··· Records ···

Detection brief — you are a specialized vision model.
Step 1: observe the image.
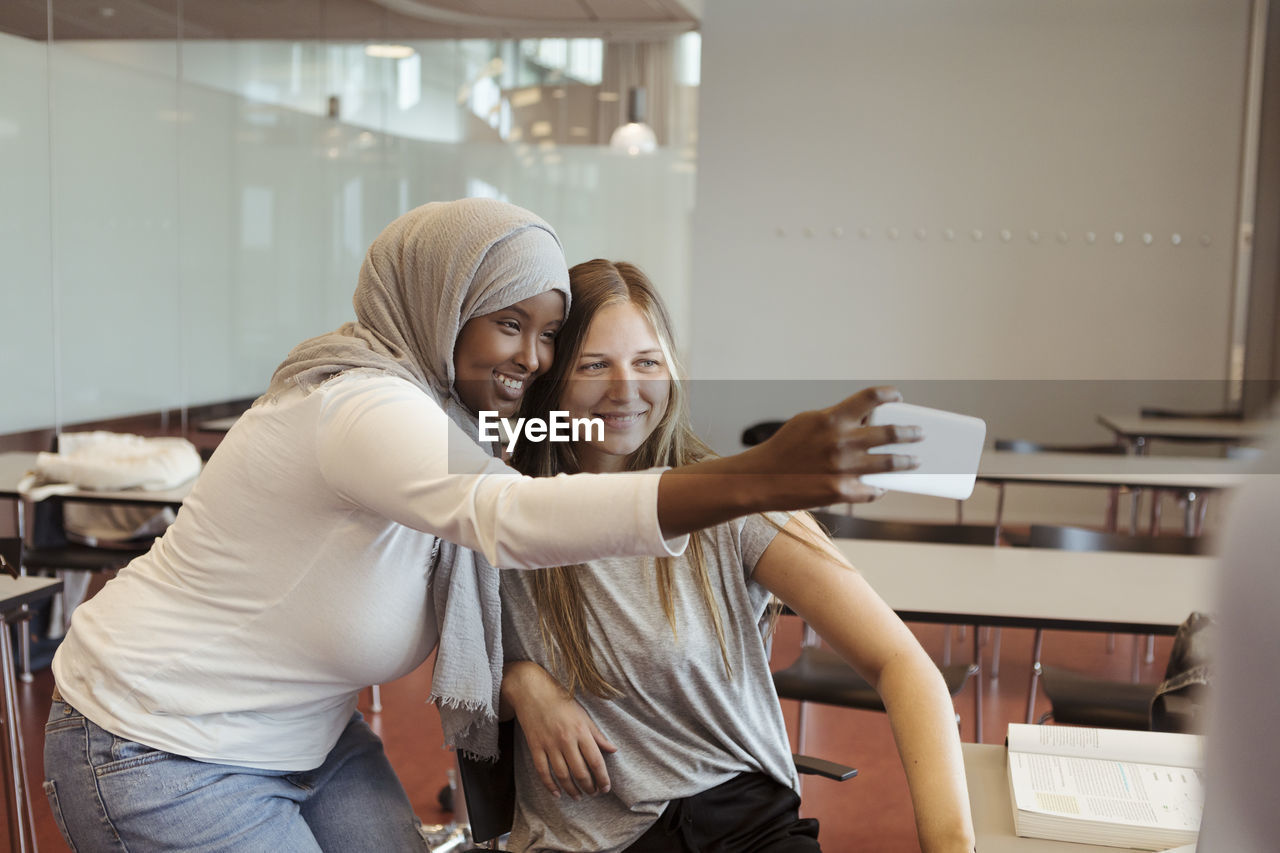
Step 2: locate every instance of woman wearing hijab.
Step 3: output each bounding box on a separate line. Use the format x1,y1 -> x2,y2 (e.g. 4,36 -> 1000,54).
43,199 -> 917,851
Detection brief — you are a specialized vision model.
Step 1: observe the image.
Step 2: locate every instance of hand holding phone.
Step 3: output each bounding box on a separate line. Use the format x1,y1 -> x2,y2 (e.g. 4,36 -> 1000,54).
861,402 -> 987,499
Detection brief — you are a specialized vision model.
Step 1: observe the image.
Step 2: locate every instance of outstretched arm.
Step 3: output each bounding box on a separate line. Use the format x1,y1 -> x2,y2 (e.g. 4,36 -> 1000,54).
320,377 -> 918,569
755,516 -> 976,853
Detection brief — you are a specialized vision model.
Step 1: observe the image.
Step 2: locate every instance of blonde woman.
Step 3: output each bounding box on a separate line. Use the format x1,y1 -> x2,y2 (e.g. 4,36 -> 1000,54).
500,260 -> 976,853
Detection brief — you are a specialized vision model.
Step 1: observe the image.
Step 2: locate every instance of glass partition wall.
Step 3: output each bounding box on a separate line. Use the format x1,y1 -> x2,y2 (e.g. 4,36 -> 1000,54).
0,2 -> 699,435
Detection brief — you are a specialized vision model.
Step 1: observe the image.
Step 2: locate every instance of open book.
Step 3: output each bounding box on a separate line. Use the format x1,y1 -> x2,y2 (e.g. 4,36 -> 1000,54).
1006,723 -> 1204,851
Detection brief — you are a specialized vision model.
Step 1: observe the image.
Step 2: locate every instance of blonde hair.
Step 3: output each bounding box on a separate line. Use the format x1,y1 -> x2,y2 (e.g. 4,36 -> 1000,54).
512,259 -> 733,698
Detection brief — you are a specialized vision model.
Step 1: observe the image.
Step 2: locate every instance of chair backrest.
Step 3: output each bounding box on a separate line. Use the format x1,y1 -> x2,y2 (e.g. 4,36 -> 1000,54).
1138,406 -> 1243,421
455,721 -> 517,845
0,537 -> 21,578
741,420 -> 785,447
32,498 -> 72,548
1027,524 -> 1213,556
811,511 -> 999,546
994,438 -> 1125,455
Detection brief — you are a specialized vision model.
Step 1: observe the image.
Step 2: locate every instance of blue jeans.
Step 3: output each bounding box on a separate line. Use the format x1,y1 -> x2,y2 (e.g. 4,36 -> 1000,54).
43,697 -> 428,852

···

**What needs to be done:** For this exercise, copy each line of the data above exactly, from the first through the line containing "Step 2: locate every instance of blonde hair.", and drop the pictures.

**The completed task:**
Detection brief — you are a specialized vision model.
Step 1: observe the image.
Step 2: locate every instance of woman wearing hijab.
Step 3: output each bounding box on a separate line. Use the format x1,y1 -> x2,y2 (e.g. 4,36 -> 1000,54).
43,199 -> 917,851
Detection brief — you are a specialized vision model.
Step 1: observe the image.
Step 2: locate every instance of hand holding phone.
Step 3: output each bounding box on a separate line. Use the format x1,y1 -> x2,y2 (e.g. 4,36 -> 1000,54).
861,402 -> 987,499
Detection brief — you are a specialized vision model.
Step 1: observe the image.
Step 2: locate every instance of outstretched arm.
Step 3: output each bounding box on a separate line. Use the format x1,y1 -> x2,y2 (e.g. 4,36 -> 1000,54).
320,377 -> 918,569
755,516 -> 976,853
Detection brief — you are a specialized vision model.
Step 1: observe the image.
Step 2: locate every instance of blonde woman.
Step 3: output each bounding box on a separate line. Use the format x1,y1 -> x2,y2 (e.g. 4,36 -> 1000,54).
500,260 -> 976,853
Detection brief — you are a specialized vision model.
Step 1: observe the image.
Step 2: locate every instance of glass partition wall.
Step 3: output each bounding box on a separate line. Use the format x1,y1 -> x2,y2 (e.g. 4,36 -> 1000,54).
0,2 -> 699,435
Detection brief — you are a specialized vision model.
Step 1: observe the image.
Step 2: locate every instance of open book.
Step 3: output each bounding box on a separate line. Use the format x1,y1 -> x2,y2 (e.g. 4,36 -> 1000,54).
1006,723 -> 1204,851
Detection brief — you are a specialized vision model.
Step 1: observe the image.
Step 2: locate every instance of blonde hair.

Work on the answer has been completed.